### [WRITTEN TASK]
Please reproduce the passage of the Soniox React SDK types reference below between "This only reflects" and "of this value.", inclusive.

### [TEXT BLOCK]
◆ ◆ ◆ ◆ ◆

Types
Soniox React SDK — Types Reference
SonioxProviderProps
Props for SonioxProvider.
Supply either a pre-built client instance or configuration props
Type Declaration
| Name | Type |
|---|---|
children | ReactNode |
TtsState
Aggregate state for the TTS hook.
UnsupportedReason
Reason why the built-in browser MicrophoneSource is unavailable:
'ssr'—navigatoris undefined (SSR, React Native, or other non-browser JS runtimes).'no-mediadevices'—navigatorexists butnavigator.mediaDevicesis missing.'no-getusermedia'—navigator.mediaDevicesexists butgetUserMediais not a function.'insecure-context'— the page is not served over HTTPS.
This only reflects whether the default MicrophoneSource can work.
Custom AudioSource implementations (e.g. for React Native) bypass this
check entirely and can record regardless of this value.
AudioLevelProps
Extends
Properties
| Property | Type | Description |
|---|---|---|
active? | boolean | Whether volume metering is active. When false, resources are released. |
bands? | number | Number of frequency bands to return. When set, the bands array is populated with per-band levels (0-1). Useful for spectrum/equalizer visualizations. |
children | (state) => ReactNode | - |
fftSize? | number | FFT size for the AnalyserNode. Must be a power of 2. Higher values give more frequency resolution (more bins per band) but update less frequently. Default 256 |
smoothing? | number | Exponential smoothing factor (0-1). Higher = smoother/slower decay. Default 0.85 |
AudioSupportResult
Properties
| Property | Type |
|---|---|
isSupported | boolean |
reason? | UnsupportedReason |
MicrophonePermissionState
Properties
| Property | Type | Description |
|---|---|---|
canRequest | boolean | Whether the permission can be requested (e.g., via a prompt). |
check | () => Promise<void> | Check (or re-check) the microphone permission. No-op when unsupported. |
isDenied | boolean | status === 'denied'. |
isGranted | boolean | status === 'granted'. |
isSupported | boolean | Whether permission checking is available. |
status | MicPermissionStatus | Current permission status. |
RecordingSnapshot
Immutable snapshot of the recording state exposed to React.

◆ ◆ ◆ ◆ ◆

[Records in a dataset]
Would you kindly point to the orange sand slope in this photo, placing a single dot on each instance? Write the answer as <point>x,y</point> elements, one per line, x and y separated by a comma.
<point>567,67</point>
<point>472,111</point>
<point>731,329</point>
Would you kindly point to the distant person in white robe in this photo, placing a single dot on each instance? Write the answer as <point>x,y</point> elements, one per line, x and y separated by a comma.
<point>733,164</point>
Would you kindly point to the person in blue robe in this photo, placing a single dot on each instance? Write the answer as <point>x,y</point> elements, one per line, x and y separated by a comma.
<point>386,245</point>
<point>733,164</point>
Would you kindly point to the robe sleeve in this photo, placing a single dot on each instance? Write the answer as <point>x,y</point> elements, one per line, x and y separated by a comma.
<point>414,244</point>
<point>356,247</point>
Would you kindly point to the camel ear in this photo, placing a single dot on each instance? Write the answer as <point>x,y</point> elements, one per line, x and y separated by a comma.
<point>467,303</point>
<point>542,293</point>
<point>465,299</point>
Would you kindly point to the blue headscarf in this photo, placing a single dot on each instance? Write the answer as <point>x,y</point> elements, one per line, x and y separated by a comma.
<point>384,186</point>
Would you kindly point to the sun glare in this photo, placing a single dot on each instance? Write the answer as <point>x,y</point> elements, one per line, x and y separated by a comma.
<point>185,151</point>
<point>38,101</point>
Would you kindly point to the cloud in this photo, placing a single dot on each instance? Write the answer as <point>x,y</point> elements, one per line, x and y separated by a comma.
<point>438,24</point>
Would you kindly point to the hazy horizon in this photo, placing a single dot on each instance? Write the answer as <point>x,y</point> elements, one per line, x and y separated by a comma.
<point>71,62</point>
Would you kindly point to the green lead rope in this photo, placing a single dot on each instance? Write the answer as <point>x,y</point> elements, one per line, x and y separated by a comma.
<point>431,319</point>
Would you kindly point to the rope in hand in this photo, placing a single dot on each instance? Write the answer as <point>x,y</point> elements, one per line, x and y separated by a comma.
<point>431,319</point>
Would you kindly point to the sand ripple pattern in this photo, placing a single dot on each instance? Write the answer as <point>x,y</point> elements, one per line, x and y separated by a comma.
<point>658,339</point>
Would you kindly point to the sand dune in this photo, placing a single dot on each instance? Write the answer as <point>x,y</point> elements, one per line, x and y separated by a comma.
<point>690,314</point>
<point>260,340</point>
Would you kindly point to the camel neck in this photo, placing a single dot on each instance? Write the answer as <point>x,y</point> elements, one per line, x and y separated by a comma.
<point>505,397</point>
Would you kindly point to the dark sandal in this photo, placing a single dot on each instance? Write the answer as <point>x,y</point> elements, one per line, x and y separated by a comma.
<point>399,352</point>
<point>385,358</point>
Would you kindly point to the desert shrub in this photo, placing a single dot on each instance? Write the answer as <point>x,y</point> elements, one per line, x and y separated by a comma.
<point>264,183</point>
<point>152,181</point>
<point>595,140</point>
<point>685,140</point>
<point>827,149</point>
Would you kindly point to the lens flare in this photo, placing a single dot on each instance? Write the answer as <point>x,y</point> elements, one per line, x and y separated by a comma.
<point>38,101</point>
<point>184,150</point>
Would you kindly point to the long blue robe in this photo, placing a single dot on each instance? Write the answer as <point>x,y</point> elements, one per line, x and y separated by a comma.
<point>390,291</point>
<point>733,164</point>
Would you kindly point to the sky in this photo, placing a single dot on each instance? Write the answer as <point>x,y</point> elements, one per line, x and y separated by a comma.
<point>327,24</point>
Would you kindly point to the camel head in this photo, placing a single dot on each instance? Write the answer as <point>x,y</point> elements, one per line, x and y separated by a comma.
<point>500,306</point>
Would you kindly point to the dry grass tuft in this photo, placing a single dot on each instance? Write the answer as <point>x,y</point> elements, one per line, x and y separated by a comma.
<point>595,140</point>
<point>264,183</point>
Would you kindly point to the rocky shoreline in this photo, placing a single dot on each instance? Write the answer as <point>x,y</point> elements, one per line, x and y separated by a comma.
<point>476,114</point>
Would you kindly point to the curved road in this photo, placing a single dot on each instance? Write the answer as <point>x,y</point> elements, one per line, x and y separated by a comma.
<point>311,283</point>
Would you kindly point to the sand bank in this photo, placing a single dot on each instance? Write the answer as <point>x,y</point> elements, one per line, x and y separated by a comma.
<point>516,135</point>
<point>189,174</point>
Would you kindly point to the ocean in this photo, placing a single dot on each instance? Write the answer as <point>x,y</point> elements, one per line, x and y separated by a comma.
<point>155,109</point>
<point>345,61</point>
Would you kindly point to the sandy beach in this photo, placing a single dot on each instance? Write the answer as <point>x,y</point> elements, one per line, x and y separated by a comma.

◆ ◆ ◆ ◆ ◆

### [PROBLEM SOLUTION]
This only reflects whether the default MicrophoneSource can work.
Custom AudioSource implementations (e.g. for React Native) bypass this
check entirely and can record regardless of this value.